── TEXTE CHOISI ──

A l’origine, une histoire de femmes, en fait deux princesses : la première, Grace de Monaco, passionnée de danse, crée en 1975 la première école du Ballet monégasque, en souvenir du brillant passé du lieu, la seconde, Caroline, sa fille, approfondit le rapport de la principauté avec le ballet et une danse plus élargie. Sa complicité, son entente avec la créativité, la vision du monde de Jean Christophe Maillot qu’elle a installé sur le Rocher, lui font affirmer l’importance de l’Académie, agrégée en 2009 aux Ballets de Monte Carlo et au Monaco Dance Forum, en un seul pôle culturel, sous l’égide de Maillot.
 
 L’Académie, elle, confiée à Luca Masala, grand danseur et pédagogue animé par une véritable conception de la danse et pas seulement cramponné à la tradition comme une arapède à son rocher, y est servie par les meilleurs maîtres classiques, tout en développant une ouverture sur le monde que ne prodiguent pas toujours les grandes écoles des maisons d’opéra française, russes ou allemandes. A l’origine, Marika Bresobrasova, née en 1918,  qui fit partie des Ballets Russes de Monte Carlo, avec ses exigences d’académisme héritées de l’école russe. Aujourd’hui, la liberté chèrement acquise au prix d’un travail soutenu et intelligent qui permet de passer de Brumachon à Maillot et d’évoquer Perrot ou Petipa sans perdre une miette de style et de technique.
 
Un gala clôt cet enseignement de cinq années qui ne cherche pas à jeter les bases pour des jeunes danseurs les ayant déjà apprises ailleurs, mais à les former à un métier, à rendre signifiant leur engagement, à nourrir leur passion pour la faire rayonner plus tard. Et le spectacle proposé pour en juger est en tout point réjouissant : tout d’abord parce que la technique de ces jeunes gens est impeccable, leur placé parfait, leurs lignes raffinées et l’élégance des cous de pieds indispensable à qui veut un jour passer de l’en-dehors à l’en-dedans sans avoir l’air de descendre les poubelles !

───

Reprenez le texte ci-dessus sur l'Académie de danse de Monaco et poursuivez-le à la suite de sa dernière phrase.

── EXTRAIT DES DONNÉES ──

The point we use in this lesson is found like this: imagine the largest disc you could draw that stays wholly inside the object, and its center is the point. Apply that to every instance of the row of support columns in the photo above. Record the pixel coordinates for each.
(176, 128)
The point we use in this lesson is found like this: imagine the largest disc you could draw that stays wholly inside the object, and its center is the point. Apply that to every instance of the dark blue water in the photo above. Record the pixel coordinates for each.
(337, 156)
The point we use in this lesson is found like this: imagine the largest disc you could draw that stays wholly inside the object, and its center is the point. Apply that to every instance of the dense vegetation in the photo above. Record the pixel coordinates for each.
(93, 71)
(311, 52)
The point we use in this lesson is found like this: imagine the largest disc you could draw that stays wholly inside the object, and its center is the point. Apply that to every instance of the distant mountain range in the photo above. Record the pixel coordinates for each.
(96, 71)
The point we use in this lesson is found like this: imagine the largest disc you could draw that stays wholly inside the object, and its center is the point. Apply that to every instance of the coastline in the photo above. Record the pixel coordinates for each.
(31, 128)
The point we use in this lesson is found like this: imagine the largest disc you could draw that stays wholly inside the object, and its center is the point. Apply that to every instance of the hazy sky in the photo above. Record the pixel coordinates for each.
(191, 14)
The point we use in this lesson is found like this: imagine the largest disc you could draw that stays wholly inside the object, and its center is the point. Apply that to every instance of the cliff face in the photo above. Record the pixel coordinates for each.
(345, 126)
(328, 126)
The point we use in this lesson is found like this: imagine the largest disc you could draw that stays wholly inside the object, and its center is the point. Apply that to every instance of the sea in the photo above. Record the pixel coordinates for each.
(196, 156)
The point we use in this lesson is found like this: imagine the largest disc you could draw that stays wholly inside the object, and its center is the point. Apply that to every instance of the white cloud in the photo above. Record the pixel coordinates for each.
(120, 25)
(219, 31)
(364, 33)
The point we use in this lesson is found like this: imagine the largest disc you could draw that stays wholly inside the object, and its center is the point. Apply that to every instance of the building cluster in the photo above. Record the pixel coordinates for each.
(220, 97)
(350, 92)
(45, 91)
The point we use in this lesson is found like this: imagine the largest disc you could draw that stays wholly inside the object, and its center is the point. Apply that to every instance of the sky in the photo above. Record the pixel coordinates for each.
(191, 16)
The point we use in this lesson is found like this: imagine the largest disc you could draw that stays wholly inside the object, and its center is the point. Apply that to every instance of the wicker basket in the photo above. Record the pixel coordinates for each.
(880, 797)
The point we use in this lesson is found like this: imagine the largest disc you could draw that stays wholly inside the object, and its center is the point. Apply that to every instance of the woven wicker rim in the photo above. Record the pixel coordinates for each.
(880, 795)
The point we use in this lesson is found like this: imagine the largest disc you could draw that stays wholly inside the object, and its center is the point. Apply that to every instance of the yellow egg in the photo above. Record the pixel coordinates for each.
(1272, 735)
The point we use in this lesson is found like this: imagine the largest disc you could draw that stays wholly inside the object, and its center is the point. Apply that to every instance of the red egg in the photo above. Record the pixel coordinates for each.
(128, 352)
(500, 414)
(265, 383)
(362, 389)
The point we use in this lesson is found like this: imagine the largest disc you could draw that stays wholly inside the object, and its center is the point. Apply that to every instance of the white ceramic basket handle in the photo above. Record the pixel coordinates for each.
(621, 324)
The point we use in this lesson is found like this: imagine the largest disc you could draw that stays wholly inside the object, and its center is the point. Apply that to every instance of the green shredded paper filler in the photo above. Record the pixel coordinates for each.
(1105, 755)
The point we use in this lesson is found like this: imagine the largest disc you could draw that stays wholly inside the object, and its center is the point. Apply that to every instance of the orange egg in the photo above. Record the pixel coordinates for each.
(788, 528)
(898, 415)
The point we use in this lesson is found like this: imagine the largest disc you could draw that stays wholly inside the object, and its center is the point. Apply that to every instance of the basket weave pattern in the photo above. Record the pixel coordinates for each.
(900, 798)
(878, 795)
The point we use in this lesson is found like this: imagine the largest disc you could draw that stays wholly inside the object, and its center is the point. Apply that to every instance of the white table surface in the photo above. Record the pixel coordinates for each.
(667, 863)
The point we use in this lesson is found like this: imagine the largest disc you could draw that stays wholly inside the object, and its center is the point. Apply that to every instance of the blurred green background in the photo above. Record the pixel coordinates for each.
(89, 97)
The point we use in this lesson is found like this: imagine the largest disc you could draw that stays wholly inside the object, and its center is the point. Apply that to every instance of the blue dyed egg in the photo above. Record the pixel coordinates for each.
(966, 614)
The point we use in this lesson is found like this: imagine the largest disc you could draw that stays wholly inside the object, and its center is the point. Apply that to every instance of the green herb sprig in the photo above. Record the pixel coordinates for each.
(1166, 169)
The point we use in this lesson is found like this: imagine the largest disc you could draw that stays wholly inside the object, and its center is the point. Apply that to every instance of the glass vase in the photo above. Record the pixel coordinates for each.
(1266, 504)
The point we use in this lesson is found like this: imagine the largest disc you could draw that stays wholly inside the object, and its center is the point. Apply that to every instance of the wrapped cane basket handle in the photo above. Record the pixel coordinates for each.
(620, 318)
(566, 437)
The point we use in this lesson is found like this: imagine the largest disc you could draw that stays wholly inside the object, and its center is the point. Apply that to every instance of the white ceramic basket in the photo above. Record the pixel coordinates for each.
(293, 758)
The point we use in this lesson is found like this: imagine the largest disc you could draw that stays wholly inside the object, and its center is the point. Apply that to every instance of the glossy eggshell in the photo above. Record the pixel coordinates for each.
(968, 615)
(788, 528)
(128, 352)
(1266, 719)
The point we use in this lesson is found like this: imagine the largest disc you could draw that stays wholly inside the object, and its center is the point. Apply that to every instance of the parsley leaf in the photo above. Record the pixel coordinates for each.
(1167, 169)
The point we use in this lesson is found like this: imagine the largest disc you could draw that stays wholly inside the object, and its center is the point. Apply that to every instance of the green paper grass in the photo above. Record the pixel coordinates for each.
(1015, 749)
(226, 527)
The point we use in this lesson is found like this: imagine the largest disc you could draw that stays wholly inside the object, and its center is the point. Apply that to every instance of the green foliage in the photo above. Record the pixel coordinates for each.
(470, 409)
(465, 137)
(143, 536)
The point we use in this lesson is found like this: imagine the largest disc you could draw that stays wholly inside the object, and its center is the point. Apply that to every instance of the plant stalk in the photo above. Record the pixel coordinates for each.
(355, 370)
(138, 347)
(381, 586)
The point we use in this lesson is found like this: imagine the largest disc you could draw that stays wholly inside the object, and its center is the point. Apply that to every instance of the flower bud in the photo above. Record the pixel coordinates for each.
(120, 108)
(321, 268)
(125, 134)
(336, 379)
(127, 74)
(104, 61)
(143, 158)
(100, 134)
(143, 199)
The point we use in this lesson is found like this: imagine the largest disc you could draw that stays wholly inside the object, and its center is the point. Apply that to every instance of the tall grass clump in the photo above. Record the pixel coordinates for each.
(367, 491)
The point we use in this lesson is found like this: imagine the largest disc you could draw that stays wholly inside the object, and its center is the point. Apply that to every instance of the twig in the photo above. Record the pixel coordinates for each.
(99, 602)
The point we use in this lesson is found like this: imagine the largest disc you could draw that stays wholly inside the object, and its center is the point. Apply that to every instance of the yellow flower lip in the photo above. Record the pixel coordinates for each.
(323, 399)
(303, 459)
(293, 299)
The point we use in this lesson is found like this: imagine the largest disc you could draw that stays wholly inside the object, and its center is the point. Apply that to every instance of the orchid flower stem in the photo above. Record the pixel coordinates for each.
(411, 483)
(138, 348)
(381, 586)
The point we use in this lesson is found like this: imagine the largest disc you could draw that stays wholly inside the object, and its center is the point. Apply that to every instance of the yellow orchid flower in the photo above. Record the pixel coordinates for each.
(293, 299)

───

RÉPONSE FINALE:
 

© Alice Blangero
 
Et surtout parce que leur présence, leur intelligence de la scène dénote une compréhension de  leur lendemain qui va déjà très loin. Certains, comme le percutant Cristiano La Bozzetta, ont déjà un engagement ailleurs dans des compagnies prestigieuses : dans son cas celle du Malandain Ballet Biarritz. Pour le reste du déroulement du programme, un mélange subtil et explicite de la variété dans l’unité cette année : variété d’abord autour d’un thème musical qui pourrait paraître éculé, celui des pages écrites pour la danse par Glazounov, dont on ne joue généralement que le trop long Raymonda. Cet ensemble de dix pièces accolées sous le titre Autour de Glazounov, et signée chacune d’un professeur de l’école, met en valeur un type de danse différent, de celle de caractère, au délicat entrelacement de ballerines de rêve,  de l’humour grinçant de mannequins emperruqués à l’orientalisme le plus violent, et permet de juger de tours, portés et autres entrechats tout en saluant la mémoire d’un compositeur qui demande mieux que l’oubli dans lequel il est tenu.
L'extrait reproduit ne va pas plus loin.